Entries —
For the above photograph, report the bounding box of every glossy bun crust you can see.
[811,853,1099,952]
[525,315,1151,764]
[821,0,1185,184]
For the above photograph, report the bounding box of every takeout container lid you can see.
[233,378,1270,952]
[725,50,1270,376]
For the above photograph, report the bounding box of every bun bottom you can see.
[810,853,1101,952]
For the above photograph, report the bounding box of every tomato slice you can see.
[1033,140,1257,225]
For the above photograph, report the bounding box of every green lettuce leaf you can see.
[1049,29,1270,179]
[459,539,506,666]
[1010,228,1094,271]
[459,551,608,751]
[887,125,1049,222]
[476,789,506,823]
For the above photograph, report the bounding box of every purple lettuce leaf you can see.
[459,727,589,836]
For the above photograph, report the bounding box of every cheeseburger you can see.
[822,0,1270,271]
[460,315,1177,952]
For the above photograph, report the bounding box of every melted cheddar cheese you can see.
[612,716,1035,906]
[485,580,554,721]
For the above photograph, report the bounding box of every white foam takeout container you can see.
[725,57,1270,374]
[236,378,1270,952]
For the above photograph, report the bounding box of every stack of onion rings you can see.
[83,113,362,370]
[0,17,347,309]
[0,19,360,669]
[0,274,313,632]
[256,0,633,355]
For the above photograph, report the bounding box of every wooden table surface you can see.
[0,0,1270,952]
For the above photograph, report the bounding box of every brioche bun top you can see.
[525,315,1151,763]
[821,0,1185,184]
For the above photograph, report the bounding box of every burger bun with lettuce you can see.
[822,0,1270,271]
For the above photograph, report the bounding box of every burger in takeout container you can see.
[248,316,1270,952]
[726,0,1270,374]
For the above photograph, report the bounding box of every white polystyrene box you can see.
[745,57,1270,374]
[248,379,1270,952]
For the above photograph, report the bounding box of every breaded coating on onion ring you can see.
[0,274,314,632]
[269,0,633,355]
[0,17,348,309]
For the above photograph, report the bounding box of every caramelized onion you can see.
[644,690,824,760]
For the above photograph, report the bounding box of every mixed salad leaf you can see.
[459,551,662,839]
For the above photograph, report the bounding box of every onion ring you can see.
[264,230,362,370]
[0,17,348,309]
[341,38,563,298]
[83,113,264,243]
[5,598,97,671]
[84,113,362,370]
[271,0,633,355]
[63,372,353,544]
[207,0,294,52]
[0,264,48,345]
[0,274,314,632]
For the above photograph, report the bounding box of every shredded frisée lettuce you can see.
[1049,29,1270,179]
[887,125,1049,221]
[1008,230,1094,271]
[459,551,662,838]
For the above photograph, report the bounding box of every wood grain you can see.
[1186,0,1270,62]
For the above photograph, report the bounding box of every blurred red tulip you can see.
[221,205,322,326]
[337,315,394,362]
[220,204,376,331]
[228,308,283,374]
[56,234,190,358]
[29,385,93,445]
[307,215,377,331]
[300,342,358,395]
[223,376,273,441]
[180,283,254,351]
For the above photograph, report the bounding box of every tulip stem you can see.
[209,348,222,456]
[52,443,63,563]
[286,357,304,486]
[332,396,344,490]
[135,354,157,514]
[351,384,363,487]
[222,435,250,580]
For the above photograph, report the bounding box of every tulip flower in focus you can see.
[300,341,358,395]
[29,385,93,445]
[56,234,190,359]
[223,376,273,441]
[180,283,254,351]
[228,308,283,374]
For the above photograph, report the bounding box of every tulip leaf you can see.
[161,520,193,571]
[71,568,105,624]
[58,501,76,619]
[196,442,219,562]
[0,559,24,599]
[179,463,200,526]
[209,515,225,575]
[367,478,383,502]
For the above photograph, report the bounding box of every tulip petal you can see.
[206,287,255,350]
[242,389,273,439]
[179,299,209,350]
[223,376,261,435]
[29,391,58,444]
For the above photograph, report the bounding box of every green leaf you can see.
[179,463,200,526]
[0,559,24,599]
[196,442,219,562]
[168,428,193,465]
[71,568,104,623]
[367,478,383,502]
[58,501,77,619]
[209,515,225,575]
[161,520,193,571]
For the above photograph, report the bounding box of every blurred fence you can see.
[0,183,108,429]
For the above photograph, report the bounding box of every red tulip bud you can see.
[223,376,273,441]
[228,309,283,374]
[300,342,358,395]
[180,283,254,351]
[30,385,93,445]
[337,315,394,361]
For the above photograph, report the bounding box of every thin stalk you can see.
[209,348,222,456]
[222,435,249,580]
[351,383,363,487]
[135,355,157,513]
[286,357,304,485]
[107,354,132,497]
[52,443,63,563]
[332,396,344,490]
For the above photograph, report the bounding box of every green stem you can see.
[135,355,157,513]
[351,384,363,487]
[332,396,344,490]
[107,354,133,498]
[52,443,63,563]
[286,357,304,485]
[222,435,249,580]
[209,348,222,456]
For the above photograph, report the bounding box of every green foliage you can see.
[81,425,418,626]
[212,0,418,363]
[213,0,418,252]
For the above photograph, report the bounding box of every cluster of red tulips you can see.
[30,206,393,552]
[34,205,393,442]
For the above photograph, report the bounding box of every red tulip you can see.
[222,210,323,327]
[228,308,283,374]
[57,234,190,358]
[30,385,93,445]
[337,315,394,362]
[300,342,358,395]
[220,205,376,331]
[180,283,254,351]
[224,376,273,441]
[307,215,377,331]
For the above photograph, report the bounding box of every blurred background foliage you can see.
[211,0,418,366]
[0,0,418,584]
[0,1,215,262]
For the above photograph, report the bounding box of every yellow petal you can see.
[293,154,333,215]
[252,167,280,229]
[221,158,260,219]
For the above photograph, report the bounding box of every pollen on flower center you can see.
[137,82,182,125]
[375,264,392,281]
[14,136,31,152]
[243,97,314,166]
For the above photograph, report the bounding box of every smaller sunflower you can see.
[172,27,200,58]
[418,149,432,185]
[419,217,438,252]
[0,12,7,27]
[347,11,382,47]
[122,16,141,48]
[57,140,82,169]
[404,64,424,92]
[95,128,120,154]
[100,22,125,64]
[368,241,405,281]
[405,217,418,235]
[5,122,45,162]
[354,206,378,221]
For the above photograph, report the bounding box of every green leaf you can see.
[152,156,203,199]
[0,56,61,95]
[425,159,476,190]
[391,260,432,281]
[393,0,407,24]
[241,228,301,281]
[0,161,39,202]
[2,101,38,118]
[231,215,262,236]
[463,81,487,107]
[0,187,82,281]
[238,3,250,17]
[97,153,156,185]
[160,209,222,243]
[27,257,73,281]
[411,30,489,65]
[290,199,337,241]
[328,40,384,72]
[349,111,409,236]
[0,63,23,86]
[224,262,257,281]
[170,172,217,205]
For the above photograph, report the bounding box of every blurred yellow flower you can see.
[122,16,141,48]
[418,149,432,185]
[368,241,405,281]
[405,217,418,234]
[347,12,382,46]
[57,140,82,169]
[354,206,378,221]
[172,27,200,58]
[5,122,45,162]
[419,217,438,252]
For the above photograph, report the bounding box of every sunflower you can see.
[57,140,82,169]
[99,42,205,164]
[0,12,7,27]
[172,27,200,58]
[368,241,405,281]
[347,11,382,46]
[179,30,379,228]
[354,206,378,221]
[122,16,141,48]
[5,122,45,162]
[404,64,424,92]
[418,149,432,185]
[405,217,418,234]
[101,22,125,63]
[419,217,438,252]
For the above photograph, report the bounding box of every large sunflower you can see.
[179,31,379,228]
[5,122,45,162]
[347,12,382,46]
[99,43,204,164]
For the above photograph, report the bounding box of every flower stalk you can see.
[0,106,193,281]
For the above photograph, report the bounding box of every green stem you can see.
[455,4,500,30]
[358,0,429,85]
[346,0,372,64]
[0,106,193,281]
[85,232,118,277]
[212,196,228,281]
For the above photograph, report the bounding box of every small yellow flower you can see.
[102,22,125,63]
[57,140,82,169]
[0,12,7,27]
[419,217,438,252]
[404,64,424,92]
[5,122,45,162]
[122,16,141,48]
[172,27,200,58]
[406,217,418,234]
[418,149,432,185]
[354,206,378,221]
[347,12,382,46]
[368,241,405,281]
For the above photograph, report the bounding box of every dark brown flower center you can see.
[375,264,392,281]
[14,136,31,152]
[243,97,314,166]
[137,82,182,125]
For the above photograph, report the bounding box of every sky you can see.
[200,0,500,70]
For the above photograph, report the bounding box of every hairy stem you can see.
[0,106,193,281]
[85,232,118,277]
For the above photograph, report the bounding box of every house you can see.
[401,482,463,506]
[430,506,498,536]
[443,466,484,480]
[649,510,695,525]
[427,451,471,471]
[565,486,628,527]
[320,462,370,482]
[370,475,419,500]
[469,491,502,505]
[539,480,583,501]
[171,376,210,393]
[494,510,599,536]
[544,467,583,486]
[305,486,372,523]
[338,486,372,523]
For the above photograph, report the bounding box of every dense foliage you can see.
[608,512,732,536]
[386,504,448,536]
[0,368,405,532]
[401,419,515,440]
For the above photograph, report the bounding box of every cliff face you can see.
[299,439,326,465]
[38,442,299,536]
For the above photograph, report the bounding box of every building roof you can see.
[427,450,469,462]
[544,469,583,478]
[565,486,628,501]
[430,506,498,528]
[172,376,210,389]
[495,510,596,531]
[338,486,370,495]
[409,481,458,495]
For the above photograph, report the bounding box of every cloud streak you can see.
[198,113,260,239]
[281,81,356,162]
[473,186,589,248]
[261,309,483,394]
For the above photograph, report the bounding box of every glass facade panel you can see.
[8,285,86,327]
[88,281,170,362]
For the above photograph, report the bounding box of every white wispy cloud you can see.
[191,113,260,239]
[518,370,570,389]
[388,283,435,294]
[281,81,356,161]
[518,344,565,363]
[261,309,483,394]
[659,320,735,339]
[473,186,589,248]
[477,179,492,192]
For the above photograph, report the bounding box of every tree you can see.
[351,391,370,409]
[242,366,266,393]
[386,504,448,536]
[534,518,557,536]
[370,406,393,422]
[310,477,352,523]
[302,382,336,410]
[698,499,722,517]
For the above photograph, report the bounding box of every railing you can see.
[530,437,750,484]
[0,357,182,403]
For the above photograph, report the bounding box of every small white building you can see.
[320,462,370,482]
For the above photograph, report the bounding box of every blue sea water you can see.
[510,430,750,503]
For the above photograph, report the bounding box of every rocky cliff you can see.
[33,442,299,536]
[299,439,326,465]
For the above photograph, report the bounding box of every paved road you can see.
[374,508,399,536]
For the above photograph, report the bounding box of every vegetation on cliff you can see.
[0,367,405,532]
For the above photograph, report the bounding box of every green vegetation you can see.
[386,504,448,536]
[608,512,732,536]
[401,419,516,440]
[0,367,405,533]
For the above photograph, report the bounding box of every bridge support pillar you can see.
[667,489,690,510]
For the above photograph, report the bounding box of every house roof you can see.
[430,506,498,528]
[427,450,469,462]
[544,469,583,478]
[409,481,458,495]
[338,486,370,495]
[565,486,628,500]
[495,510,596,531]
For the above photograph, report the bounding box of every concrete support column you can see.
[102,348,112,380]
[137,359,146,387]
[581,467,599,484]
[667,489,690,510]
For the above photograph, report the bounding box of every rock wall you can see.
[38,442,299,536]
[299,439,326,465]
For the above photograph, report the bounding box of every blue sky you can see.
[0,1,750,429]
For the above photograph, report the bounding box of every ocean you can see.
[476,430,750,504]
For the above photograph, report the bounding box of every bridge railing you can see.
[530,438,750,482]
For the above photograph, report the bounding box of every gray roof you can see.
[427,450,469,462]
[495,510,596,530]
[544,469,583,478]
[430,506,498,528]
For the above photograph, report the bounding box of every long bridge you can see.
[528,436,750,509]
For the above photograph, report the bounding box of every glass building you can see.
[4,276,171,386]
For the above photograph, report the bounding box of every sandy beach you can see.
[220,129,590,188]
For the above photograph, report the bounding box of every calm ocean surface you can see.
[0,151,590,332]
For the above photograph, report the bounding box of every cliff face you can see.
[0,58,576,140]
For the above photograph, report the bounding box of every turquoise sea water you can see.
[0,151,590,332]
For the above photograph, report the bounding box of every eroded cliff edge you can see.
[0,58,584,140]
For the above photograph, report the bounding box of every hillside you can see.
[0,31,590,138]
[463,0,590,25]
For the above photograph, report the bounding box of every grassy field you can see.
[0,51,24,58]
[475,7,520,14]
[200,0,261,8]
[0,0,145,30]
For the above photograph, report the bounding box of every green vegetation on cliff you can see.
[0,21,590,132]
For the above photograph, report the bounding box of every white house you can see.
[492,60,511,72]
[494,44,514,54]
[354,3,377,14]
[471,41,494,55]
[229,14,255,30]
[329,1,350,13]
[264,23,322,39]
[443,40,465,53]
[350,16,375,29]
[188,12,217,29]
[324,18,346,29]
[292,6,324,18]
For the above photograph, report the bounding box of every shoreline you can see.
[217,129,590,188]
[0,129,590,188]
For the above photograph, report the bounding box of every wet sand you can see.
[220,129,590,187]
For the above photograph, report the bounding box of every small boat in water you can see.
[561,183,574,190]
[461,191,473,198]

Stated exercise — From the first line of the items through the line with "[485,580,554,721]", format the lines as a numbered list, leaving out any blank lines.

The solution —
1. For the above photograph, report the bounding box of every glossy bun crust you can see.
2. [811,853,1099,952]
3. [525,315,1151,764]
4. [821,0,1185,184]
5. For the above photograph, report the bounding box of every takeout container lid you can see.
6. [233,378,1270,952]
7. [725,50,1270,376]
8. For the above photograph, report the bounding box of every bun bottom you can see.
9. [810,853,1101,952]
10. For the above photograph, report the bounding box of every tomato slice you can see.
11. [1033,140,1257,225]
12. For the above photograph, report the bounding box of every green lettuce leaf you can see.
13. [1049,29,1270,179]
14. [459,539,506,666]
15. [1010,228,1094,271]
16. [459,551,608,751]
17. [887,125,1049,222]
18. [476,789,506,823]
19. For the above photograph, report the bounding box of every purple lettuce leaf you can see.
20. [459,727,589,836]
21. For the above photograph, report the bounding box of every cheeseburger you can see.
22. [822,0,1270,271]
23. [460,315,1177,952]
24. For the above photograph, report the bounding box of every melted cheddar cheese you can see.
25. [612,716,1035,906]
26. [485,580,554,721]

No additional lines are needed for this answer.